**Exercise brief**
Entries in the following listing are to be copied exactly as they stand.

**Exercise input**
^^^^
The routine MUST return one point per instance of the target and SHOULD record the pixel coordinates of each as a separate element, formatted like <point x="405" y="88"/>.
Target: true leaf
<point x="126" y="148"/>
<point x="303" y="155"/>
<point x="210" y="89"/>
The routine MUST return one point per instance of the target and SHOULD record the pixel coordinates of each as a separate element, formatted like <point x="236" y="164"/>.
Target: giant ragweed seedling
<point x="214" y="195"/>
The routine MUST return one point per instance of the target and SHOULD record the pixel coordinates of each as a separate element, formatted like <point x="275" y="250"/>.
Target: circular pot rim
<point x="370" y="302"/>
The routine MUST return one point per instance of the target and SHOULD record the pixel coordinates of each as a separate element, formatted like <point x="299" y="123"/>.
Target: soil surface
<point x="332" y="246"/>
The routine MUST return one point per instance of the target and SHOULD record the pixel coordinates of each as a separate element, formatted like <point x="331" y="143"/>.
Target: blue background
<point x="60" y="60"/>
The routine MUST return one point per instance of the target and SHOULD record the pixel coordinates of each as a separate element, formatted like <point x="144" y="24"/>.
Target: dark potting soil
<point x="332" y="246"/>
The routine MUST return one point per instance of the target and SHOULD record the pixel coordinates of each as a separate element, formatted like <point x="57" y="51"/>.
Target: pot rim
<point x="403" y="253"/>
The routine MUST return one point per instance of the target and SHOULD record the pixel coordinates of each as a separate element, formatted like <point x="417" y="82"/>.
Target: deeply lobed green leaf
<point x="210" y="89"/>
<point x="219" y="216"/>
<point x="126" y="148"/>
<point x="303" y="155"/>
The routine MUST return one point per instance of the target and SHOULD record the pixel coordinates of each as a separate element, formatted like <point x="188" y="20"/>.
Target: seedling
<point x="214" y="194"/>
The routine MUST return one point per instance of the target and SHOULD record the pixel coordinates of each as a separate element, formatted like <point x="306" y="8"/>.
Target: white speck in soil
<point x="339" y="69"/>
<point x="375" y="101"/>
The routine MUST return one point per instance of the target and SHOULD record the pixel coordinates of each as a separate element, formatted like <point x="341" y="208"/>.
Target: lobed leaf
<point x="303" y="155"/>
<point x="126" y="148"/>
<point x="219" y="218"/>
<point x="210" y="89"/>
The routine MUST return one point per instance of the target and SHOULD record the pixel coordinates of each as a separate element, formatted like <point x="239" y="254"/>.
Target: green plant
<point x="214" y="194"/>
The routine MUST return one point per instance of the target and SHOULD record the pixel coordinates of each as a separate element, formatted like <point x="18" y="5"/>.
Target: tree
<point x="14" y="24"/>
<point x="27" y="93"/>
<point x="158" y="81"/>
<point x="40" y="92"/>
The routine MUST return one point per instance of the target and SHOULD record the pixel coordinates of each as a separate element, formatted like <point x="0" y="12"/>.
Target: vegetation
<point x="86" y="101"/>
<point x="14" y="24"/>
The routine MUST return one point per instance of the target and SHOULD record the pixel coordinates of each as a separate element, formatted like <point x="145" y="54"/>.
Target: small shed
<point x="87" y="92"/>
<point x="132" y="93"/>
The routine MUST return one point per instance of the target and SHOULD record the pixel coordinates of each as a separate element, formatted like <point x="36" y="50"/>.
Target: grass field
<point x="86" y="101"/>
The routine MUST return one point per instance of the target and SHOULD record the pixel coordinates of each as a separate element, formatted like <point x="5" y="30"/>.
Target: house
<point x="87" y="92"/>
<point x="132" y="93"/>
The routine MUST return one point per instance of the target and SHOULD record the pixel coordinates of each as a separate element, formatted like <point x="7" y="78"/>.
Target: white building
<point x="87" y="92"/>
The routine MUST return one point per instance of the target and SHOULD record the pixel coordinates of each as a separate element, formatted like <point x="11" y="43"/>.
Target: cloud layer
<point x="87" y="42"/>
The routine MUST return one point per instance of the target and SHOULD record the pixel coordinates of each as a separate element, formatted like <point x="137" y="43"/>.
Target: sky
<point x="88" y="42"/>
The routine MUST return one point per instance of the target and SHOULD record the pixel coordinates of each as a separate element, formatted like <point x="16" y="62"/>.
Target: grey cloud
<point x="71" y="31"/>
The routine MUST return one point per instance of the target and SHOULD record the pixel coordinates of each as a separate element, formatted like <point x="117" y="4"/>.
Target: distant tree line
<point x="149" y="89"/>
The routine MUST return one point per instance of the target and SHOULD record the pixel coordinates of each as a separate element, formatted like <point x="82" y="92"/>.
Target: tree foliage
^^^^
**Output of the task**
The routine MUST return one point per instance of the target and SHOULD record the pixel coordinates of each as a separate element, formatted like <point x="405" y="88"/>.
Target: true leaf
<point x="126" y="148"/>
<point x="303" y="155"/>
<point x="210" y="89"/>
The routine MUST return one point per instance of the target and SHOULD record the pixel coordinates of each as a separate element, formatted like <point x="236" y="164"/>.
Target: giant ragweed seedling
<point x="214" y="195"/>
The routine MUST return one point per instance of the target and SHOULD record the pixel coordinates of each as a separate element, formatted like <point x="275" y="250"/>.
Target: circular pot rim
<point x="370" y="302"/>
The routine MUST return one point per instance of the target and SHOULD record the pixel coordinates of each as a separate element, formatted like <point x="299" y="123"/>.
Target: soil surface
<point x="332" y="246"/>
The routine MUST return one point per instance of the target and SHOULD record the pixel coordinates of each as a separate element, formatted like <point x="331" y="143"/>.
Target: blue background
<point x="60" y="60"/>
The routine MUST return one point per instance of the target and SHOULD record the pixel coordinates of each as a separate element, formatted like <point x="144" y="24"/>.
Target: dark potting soil
<point x="332" y="246"/>
The routine MUST return one point per instance of the target and SHOULD record the pixel coordinates of each as a separate element, formatted like <point x="57" y="51"/>.
Target: pot rim
<point x="403" y="253"/>
The routine MUST return one point per instance of the target and SHOULD record the pixel coordinates of each as a separate element, formatted like <point x="417" y="82"/>.
Target: deeply lobed green leaf
<point x="210" y="89"/>
<point x="219" y="216"/>
<point x="126" y="148"/>
<point x="303" y="155"/>
The routine MUST return one point per instance of the target and SHOULD record the pixel coordinates of each as a separate element, formatted like <point x="188" y="20"/>.
Target: seedling
<point x="214" y="194"/>
The routine MUST return one point per instance of the target and SHOULD record the pixel coordinates of each as a separate element, formatted like <point x="306" y="8"/>.
Target: white speck in soil
<point x="339" y="69"/>
<point x="375" y="101"/>
The routine MUST return one point per instance of the target and SHOULD record the pixel coordinates of each as a separate element, formatted like <point x="341" y="208"/>.
Target: lobed leaf
<point x="303" y="155"/>
<point x="126" y="148"/>
<point x="219" y="218"/>
<point x="210" y="89"/>
The routine MUST return one point per instance of the target and SHOULD record the pixel coordinates of each as a separate element, formatted like <point x="239" y="254"/>.
Target: green plant
<point x="214" y="194"/>
The routine MUST return one point per instance of the target and SHOULD record the pixel coordinates of each as a separate element, formatted like <point x="18" y="5"/>.
Target: tree
<point x="14" y="24"/>
<point x="27" y="93"/>
<point x="158" y="81"/>
<point x="40" y="92"/>
The routine MUST return one point per instance of the target and SHOULD record the pixel coordinates of each as a separate element, formatted like <point x="0" y="12"/>.
Target: vegetation
<point x="86" y="101"/>
<point x="14" y="24"/>
The routine MUST return one point per instance of the target and SHOULD record the pixel coordinates of each as a separate element, formatted like <point x="145" y="54"/>.
Target: small shed
<point x="87" y="92"/>
<point x="132" y="93"/>
The routine MUST return one point per instance of the target and SHOULD record the pixel coordinates of each as a separate element, formatted like <point x="36" y="50"/>.
Target: grass field
<point x="86" y="101"/>
The routine MUST return one point per instance of the target and SHOULD record the pixel coordinates of each as a separate element, formatted like <point x="5" y="30"/>.
Target: house
<point x="87" y="92"/>
<point x="132" y="93"/>
The routine MUST return one point per instance of the target and SHOULD record the pixel coordinates of each as a separate element, formatted like <point x="7" y="78"/>.
Target: white building
<point x="87" y="92"/>
The routine MUST return one point per instance of the target and SHOULD record the pixel coordinates of each as a separate element, formatted like <point x="11" y="43"/>.
Target: cloud layer
<point x="87" y="42"/>
The routine MUST return one point per instance of the target and SHOULD record the pixel coordinates of each as a separate element, formatted like <point x="137" y="43"/>.
Target: sky
<point x="88" y="42"/>
The routine MUST return one point per instance of the target and SHOULD record the pixel coordinates of each as a separate element, formatted like <point x="16" y="62"/>.
Target: grey cloud
<point x="71" y="31"/>
The routine MUST return one point per instance of the target and SHOULD record the pixel coordinates of each as a separate element, formatted like <point x="117" y="4"/>.
Target: distant tree line
<point x="149" y="89"/>
The routine MUST return one point per instance of the target and SHOULD record the pixel coordinates of each as a separate element, formatted like <point x="82" y="92"/>.
Target: tree foliage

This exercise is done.